Yesterdays is a live jazz album by Keith Jarrett, Gary Peacock, and Jack DeJohnette recorded in concert on April 30, 2001 at the Metropolitan Festival Hall in Tokyo and also at the sound-check recording of April 24, 2001 at the Orchard Hall in Tokyo that would give way to Always Let Me Go. It was released by ECM Records in 2009.

Reception 

In a review for AllMusic, Thom Jurek wrote: "What is most remarkable about this band is its sense of balance between eloquence, interplay, improvisational communication, and swing. This group is not only a solid link to the tradition Jarrett, Peacock, and DeJohnette all came up with, but it is a solid teaching pointer as to how to employ standards for the music in the future."

Writing for All About Jazz, John Kelman commented: "No matter how well-heeled some of the material is, there's always a unique charm brought to each release in the trio's growing discography. Jarrett, bassist Gary Peacock, and drummer Jack DeJohnette continue to find new ways to respect the material, all the while keeping it fresh—infused with rarified nuance and an ever-present sound of surprise. The relevance of a good song never fades, as long as there are players who can find new ways to explore its full depth and breadth... This trio may be 25 years old, but Jarrett, Peacock, and DeJohnette are showing absolutely no signs of losing their edge or relevance."

[Complete the following]
A – Could you transcribe the Yesterdays article word for word, starting at "Yesterdays is a" and ending at "Records in 2009."?
B – Answer these from the Yesterdays article:
(i) Which label released the album, and in what year?
(ii) Which publication did John Kelman write for?
(iii) At which Tokyo venue was the April 30, 2001 concert recorded?
C – Can you resume the Yesterdays article, carrying it on after its last sentence?
The items after the Yesterdays article come from a separate source.

[Stored data]
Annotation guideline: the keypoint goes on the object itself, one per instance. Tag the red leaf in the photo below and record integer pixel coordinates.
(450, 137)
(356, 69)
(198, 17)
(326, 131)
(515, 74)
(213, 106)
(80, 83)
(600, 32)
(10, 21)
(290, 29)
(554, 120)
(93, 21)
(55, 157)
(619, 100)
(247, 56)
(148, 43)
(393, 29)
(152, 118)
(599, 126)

[Answers]
A –
Yesterdays is a live jazz album by Keith Jarrett, Gary Peacock, and Jack DeJohnette recorded in concert on April 30, 2001 at the Metropolitan Festival Hall in Tokyo and also at the sound-check recording of April 24, 2001 at the Orchard Hall in Tokyo that would give way to Always Let Me Go. It was released by ECM Records in 2009.

B –
(i) ECM Records, in 2009.
(ii) All About Jazz.
(iii) The Metropolitan Festival Hall.

C –
Tyran Grillo, in an article for Between Sound and Space, stated: "Yesterdays follows Always Let Me Go, The Out-of-Towners, and My Foolish Heart... as the fourth and final ECM album recorded during Keith Jarrett, Gary Peacock, and Jack DeJohnette’s inaugural tour of the new millennium. Like beads on a necklace, these albums guide a singular thread, a development of attitude and polish, which colors the music of this enduring trio. Pianist, bassist, and drummer respectively buff another set of standards to a sheen of crystalline ebullience... Track for track, a solid outing, with soft spots in all the right places."

Track listing
"Strollin'" (Horace Silver) – 8:12
"You Took Advantage of Me" (Rodgers, Hart) – 10:12
"Yesterdays" (Kern, Harbach) – 8:55
"Shaw'nuff" (Gillespie, Parker) – 6:10
"You've Changed" (Fischer, Carey) – 7:55
"Scrapple from the Apple" (Parker) – 9:01
"A Sleepin' Bee" (Arlen, Capote) – 8:17
"Intro / Smoke Gets In Your Eyes" (Jarrett / Kern, Harbach) – 8:47
"Stella by Starlight" (Young, Washington) – 8:04
Total playing time: 1:11:20 (the album contains 4:17 applause approximately)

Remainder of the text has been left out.